Pull out every line in the listing below that contains the string "green". Case matters.

►

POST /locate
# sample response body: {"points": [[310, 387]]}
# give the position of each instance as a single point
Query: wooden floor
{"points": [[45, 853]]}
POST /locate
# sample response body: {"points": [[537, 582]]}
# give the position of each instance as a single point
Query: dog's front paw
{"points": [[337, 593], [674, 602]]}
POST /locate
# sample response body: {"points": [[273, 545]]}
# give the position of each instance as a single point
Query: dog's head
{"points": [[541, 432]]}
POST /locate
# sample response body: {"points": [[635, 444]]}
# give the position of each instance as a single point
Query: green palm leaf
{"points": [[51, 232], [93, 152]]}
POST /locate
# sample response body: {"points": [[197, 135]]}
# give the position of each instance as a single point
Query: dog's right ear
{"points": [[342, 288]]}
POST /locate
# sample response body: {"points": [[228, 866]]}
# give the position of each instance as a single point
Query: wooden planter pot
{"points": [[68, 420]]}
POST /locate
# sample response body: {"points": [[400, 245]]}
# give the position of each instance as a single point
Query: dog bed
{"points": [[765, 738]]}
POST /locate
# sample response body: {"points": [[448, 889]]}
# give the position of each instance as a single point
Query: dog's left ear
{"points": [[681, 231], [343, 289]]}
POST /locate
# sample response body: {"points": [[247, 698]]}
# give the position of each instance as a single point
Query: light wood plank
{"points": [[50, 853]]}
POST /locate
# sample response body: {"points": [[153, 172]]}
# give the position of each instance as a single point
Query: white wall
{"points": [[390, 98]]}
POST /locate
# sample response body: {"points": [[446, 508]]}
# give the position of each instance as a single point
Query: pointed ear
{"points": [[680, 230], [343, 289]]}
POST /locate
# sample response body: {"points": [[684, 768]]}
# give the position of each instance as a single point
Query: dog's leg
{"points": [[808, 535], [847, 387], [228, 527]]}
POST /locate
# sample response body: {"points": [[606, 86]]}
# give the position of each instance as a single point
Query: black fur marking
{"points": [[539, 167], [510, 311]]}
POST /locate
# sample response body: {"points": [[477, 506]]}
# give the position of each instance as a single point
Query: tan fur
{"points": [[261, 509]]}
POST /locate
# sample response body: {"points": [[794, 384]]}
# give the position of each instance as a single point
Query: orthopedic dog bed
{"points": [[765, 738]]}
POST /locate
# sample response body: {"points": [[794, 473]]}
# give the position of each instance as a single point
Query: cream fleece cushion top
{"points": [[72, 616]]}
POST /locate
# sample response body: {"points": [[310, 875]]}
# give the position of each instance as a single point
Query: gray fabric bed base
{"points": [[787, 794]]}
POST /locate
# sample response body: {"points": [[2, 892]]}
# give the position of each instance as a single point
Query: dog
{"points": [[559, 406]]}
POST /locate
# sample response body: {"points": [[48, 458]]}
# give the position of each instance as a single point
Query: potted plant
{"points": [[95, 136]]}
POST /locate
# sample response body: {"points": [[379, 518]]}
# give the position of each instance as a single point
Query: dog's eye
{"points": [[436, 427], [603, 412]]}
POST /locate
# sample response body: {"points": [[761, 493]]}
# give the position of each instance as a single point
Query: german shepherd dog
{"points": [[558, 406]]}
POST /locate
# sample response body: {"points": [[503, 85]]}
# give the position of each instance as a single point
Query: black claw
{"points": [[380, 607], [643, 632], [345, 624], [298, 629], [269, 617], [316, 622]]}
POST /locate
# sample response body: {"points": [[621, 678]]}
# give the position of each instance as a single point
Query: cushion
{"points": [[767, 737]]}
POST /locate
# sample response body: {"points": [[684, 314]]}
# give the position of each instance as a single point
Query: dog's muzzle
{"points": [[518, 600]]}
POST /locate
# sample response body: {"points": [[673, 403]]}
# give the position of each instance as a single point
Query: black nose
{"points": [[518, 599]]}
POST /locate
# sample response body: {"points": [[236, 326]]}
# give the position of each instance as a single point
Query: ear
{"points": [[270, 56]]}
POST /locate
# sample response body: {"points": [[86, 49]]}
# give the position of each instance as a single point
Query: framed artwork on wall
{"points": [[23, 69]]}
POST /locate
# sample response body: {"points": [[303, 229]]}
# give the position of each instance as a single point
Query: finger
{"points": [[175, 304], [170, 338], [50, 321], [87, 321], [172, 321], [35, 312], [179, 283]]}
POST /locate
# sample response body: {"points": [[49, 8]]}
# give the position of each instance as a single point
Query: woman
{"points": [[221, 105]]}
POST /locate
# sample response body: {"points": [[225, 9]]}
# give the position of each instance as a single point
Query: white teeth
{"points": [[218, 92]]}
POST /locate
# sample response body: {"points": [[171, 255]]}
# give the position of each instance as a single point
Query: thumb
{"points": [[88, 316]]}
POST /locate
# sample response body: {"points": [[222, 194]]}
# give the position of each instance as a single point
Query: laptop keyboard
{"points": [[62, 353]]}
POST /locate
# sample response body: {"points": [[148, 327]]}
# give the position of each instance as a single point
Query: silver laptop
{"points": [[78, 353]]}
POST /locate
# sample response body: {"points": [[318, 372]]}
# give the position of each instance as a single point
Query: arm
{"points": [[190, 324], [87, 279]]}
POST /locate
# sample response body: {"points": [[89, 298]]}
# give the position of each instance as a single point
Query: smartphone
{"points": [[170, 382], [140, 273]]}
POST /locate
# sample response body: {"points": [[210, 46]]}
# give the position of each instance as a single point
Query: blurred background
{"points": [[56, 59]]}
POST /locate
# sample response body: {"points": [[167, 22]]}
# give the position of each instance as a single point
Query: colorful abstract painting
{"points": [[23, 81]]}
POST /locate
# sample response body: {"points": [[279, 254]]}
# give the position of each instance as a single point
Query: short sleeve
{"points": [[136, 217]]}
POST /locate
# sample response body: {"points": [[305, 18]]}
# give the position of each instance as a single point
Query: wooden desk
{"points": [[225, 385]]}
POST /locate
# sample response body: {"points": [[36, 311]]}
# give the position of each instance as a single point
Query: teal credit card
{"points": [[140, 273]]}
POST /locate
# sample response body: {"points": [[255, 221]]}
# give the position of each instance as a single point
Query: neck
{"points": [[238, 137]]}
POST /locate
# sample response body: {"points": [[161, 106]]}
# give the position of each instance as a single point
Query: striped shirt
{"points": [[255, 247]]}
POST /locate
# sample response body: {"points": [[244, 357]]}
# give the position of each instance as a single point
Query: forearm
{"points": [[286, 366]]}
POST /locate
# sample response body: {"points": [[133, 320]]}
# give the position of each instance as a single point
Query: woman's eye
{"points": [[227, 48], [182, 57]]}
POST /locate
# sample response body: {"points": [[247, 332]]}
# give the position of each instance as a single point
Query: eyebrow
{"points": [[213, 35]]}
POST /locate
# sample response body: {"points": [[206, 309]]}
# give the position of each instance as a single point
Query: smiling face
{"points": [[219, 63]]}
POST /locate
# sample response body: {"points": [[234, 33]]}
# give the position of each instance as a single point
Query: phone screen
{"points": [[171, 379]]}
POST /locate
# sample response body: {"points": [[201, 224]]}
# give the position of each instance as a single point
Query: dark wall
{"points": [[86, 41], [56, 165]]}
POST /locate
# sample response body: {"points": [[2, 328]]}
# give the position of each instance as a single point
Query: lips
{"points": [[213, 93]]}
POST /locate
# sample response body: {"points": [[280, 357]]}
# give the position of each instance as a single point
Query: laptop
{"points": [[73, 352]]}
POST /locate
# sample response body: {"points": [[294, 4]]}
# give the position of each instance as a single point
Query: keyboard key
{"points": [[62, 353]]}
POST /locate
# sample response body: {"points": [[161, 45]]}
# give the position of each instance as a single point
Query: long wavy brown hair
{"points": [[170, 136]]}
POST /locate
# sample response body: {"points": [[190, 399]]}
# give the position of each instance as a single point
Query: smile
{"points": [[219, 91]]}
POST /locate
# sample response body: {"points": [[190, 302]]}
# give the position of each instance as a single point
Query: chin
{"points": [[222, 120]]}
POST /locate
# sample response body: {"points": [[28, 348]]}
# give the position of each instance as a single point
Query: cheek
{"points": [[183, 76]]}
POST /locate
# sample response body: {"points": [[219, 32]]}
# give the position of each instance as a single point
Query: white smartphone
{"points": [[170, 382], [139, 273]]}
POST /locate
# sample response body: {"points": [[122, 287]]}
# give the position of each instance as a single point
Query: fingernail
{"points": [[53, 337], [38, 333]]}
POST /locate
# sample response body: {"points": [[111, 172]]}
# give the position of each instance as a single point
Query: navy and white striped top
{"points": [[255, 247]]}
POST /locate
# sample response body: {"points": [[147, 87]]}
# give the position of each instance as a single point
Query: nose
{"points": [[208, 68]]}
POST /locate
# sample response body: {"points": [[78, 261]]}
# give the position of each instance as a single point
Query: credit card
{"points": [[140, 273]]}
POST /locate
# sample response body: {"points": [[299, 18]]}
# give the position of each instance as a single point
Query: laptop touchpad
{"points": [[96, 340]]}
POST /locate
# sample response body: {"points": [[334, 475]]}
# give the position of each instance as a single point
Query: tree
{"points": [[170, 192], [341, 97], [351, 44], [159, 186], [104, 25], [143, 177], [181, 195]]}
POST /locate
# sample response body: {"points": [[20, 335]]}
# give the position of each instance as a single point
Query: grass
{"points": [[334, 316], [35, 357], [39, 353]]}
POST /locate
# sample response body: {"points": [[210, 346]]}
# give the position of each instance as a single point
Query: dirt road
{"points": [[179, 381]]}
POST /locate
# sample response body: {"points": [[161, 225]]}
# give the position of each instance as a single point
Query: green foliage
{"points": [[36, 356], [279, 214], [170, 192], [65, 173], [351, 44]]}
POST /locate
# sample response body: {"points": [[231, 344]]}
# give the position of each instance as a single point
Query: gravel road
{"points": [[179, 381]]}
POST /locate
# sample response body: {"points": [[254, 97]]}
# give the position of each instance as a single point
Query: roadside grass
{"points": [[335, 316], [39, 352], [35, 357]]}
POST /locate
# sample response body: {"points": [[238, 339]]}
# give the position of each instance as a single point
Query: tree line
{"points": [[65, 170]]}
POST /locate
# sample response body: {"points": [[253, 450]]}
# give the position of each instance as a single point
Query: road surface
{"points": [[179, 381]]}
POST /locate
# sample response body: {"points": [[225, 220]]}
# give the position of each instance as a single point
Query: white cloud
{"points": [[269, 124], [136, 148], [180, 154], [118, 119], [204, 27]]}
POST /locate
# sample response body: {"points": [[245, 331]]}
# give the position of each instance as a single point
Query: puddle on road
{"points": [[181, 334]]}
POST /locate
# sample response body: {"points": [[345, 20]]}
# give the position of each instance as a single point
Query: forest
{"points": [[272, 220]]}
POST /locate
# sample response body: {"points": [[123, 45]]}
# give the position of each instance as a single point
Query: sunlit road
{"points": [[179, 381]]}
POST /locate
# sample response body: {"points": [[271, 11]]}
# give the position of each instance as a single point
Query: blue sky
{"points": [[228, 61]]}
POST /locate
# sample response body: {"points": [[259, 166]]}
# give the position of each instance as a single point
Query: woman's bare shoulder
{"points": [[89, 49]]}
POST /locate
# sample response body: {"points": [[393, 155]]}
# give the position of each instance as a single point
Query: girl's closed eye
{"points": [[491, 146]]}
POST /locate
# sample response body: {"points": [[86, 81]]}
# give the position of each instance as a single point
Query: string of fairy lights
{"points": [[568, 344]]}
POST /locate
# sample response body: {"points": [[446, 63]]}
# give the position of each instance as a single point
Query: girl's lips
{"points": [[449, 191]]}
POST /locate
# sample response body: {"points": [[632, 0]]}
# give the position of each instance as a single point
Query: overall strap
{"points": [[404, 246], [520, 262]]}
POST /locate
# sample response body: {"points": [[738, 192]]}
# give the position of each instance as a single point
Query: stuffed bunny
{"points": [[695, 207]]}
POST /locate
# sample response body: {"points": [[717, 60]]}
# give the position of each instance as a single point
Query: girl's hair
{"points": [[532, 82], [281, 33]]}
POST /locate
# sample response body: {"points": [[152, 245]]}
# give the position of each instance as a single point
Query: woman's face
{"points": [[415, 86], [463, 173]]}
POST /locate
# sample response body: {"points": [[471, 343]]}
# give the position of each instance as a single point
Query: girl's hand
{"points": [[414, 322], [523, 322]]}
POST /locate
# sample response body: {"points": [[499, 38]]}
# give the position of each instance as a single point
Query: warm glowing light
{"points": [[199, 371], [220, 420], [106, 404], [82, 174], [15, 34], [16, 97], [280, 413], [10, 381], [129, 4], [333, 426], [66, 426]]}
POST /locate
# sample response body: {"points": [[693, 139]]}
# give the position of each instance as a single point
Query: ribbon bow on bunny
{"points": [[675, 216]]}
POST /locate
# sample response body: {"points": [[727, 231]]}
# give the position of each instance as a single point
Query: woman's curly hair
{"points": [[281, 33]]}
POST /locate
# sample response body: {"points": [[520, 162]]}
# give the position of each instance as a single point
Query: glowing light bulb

◄

# THE REPLY
Query: green palm leaf
Query: green foliage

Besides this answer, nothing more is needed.